As Doug talked, I watched my wife’s face. 

We’ve all read about personal suffering during the pandemic -- people losing family members and careers to a virus that simple will not go away; one that keeps mutating, and killing, extinguishing lives and careers.

But this was the first time we’d witnessed those vestiges up close. Not on the television or online but right there on the trail, with the glistening blue of Lake Mead as a backdrop.

There was Doug, a walking-wounded American worker. You could see the weariness in his eyes, a sense of defeat in each step he took. 

Doug shuddered as we passed beneath an electrical grid of towers and wires that moved Hoover’s commodity out to homes across the west.

“Listen,” he said, “you can hear the hum.”

Back at the no-tell motel in Chicago, he heard a similar hum and looked out his window at the electrical towers right outside. After a few weeks, his head began to hurt.

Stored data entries
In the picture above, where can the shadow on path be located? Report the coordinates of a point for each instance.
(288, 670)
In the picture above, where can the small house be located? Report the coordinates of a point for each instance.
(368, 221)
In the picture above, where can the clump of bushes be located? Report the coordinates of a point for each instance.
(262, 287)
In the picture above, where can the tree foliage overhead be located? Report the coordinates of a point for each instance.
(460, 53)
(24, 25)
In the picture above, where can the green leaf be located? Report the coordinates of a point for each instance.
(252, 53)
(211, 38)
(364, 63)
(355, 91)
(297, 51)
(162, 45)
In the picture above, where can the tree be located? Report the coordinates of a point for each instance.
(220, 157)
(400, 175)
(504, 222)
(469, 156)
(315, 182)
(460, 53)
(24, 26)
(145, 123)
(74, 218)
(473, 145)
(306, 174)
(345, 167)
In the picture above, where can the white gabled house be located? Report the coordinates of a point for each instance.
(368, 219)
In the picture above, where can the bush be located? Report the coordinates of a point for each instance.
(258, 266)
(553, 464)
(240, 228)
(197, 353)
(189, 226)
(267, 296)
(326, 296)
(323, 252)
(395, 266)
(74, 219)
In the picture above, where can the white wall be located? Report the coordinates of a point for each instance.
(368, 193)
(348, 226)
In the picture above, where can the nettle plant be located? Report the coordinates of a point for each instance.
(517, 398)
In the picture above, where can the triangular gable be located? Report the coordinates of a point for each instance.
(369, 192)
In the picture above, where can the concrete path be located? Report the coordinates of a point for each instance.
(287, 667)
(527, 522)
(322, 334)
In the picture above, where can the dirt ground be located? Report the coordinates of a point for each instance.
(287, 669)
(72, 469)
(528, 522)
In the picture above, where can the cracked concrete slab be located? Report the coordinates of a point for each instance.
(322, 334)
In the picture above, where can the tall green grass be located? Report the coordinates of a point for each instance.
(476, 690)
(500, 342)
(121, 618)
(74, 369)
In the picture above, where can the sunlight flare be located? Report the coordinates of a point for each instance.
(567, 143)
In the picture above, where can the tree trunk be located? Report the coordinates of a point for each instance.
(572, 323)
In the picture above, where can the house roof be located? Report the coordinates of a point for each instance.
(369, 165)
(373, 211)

### [Required work]
**a.** In the passage about the hike with Doug near Lake Mead, what happened to Doug after a few weeks at the motel in Chicago?
**b.** Write what comes next in the passage about the hike with Doug, picking up after its final sentence.

### [Task-by-task results]
**a.** His head began to hurt.

**b.**
He had headaches that only relented when he arrived in Las Vegas.

At the dam, Doug’s eyes widened at the sheer immensity of this manmade temple of progress. He looked like he wanted to stick around.

As we said our goodbyes, I slapped him on the back.

“Don’t linger, man,” I said. “The sunlight is fading.”

My wife and I headed back to toward that distant trailhead. At one point, from the top of a hill, I saw a figure moving slowly in the fleeting light.

It was Doug. 

“Good,” I thought. “This is no place to be alone after dark.”

Our pace slowed. We paused to take pictures of the lake at dusk.

Then, Doug caught up to us. There was just this innocence about him, and I was glad to have him back. We fell in line together for the last few miles.

One curved tunnel was now so completely dark it felt like we were disembodied. “It’s so strange,” Doug said. “I can’t even see my feet.”

Then we turned the corner and saw the light.

Doug was worried about snakes and the coming darkness. I told him that our eyes would become accustomed to the dying light. We’d find our way.

He told more of his story. He was lonely, he said. He missed his three children. His wife, he said, was their “custodian,” which to me seemed like language from a divorce settlement.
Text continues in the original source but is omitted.